- [Text segment]
::::::::::

START HERE (click for book link).

Thursday, March 11, 2010

Sabbath (pt 2)

Chapter 2, titled Sensual Glory, explores the connections between this holy day and sensuality. Delighting in God’s creation involves all our senses and it must be preceded by awe and gratitude. Allender points out that God’s creation is truly the work of an artist. Good art requires us to sit back and take it in. To appreciate what is before us.

I was just in the Smoky Mountains staying in a cabin with a beautiful view of the mountains. It was delightful and inspiring to look out from the back porch of our cabin each day and give thanks for the masterpiece that was before me. It was fun to just stand and stare. We are encouraged at the end of this chapter to surround ourselves on the Sabbath (whichever day that is for us) with beauty. We are to plunge our senses into magnificent colors, fine textures, great smelling fragrances, soothing sounds, and good tastes. This is enjoying and delighting on the Sabbath.

So, what do you think?

Wednesday, March 03, 2010


One of the books on my Shelfari I’ve been working my way through is Sabbath by Dan Allender (part of the Ancient Practices Series by Thomas Nelson Publishers). I picked this book up for next to nothing on vacation last week in TN. I'm glad I found it. This series focuses on learning and applying seven spiritual disciplines. This particular book is on the discipline of Sabbath.

Chapter 1 (Highlights)
Here are some thoughts and reflection from the first chapter.

Chapter 1 examines why we don’t Sabbath. So, why don’t we? For one, we live in a culture that takes great pride in work. Those who work hardest are most respected. We are proud to work 14-16 hours a day. Pride is actually what leads to this unhealthy work ethic. Even more dangerous is that this newly-developed pride can lead us to start thinking we can control time and do what others cannot or have failed to do. This thinking keeps us going and going and going. Dan Allender’s main reason for why people don’t practice Sabbath is that they struggle to believe that God wants them to have a day where they just sit around and bask in the pure delight, wonder, and joy that is all around them. This seems like a waste of time to most people.
Another aspect touched upon in chapter 1 is defining what Sabbath is. Sabbath is more than rest because we are tired because God rested on the seventh day and He doesn’t get tired. Good point. Something I never really took into consideration when reading that passage in Genesis. So, if it’s not just rest because we are tire, what is it? Allender believes on the seventh day, “God celebrated and delighted in his creation.” A good illustration of what this rest is like is given in the paragraph that follows. Allender uses pregnancy and the time after the birth to describe what God’s rest on the seventh day was like. First mom and dad wait patiently while the baby is being formed in mom. Then, one day the baby is born and becomes a separate and distinct thing. It’s a new life. We can see her. We can touch her. Now mom and dad begin bonding with this new life they have created and a fellowship begins among them that could last for eternity. Maybe God’s rest on the seventh day is like this. It’s the point in time where He begins building the relationship with His creation and enjoying His work. It had to be beautiful (still is, but sin has tainted things from what they used to be). He sees what has only been an idea in His head take shape and form and become reality.

::::::::::

- [Listed records]
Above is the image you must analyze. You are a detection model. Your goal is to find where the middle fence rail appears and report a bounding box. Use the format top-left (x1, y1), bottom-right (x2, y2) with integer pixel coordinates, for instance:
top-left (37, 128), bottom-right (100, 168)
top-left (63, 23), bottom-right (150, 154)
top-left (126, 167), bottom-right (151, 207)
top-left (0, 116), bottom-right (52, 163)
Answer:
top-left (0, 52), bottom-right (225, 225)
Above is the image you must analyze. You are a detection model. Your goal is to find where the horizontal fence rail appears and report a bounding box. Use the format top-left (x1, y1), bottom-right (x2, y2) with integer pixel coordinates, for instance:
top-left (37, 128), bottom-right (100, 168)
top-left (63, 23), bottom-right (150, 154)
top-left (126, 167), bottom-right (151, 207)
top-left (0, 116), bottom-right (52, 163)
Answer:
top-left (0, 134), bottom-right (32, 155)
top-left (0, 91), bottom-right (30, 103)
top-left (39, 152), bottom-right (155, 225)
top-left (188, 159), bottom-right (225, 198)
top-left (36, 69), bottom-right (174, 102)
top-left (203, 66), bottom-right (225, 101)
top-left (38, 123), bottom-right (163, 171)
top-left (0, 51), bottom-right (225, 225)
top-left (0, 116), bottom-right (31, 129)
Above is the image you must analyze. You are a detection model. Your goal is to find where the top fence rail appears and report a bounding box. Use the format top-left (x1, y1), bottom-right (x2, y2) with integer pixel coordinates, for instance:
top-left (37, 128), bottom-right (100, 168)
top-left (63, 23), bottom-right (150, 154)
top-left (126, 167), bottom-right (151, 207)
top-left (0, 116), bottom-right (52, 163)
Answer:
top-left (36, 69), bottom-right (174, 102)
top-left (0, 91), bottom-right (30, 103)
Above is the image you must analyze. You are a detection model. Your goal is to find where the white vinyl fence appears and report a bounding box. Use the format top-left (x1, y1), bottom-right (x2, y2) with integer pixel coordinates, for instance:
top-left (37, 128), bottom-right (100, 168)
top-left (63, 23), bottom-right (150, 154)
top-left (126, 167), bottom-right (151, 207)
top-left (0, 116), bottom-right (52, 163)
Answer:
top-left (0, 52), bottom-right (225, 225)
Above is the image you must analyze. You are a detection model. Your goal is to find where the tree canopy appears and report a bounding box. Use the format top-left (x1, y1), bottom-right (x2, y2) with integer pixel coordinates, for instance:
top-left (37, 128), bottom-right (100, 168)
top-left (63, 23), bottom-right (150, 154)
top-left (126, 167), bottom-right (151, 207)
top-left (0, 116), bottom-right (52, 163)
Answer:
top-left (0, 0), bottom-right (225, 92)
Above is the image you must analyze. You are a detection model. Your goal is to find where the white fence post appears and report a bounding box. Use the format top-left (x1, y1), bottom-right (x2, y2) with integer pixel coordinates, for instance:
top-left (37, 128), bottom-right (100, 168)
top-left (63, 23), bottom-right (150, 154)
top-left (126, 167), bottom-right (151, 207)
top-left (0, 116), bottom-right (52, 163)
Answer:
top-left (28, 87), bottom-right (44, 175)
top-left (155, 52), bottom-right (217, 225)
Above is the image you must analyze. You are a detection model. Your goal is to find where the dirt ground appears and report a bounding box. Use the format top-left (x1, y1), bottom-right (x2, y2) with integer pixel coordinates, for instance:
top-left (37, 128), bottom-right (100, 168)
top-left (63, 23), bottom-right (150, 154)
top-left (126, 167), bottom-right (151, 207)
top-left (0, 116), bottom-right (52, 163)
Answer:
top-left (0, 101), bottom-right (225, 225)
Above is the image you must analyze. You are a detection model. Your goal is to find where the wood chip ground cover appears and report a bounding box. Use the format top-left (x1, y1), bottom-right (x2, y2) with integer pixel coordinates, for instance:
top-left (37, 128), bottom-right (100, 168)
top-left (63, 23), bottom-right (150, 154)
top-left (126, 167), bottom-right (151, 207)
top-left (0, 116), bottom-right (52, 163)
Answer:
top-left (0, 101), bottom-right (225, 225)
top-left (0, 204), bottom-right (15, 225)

::::::::::

- [What you need to do]
a: In the blog post on Sabbath, what is the title of Chapter 2?
b: From the blog post on Sabbath, return word for word the part that opens with the words containing "One of the books" and closes with "Chapter 1 (Highlights)".

- [Task solutions]
a: Sensual Glory

b:
One of the books on my Shelfari I’ve been working my way through is Sabbath by Dan Allender (part of the Ancient Practices Series by Thomas Nelson Publishers). I picked this book up for next to nothing on vacation last week in TN. I'm glad I found it. This series focuses on learning and applying seven spiritual disciplines. This particular book is on the discipline of Sabbath.

Chapter 1 (Highlights)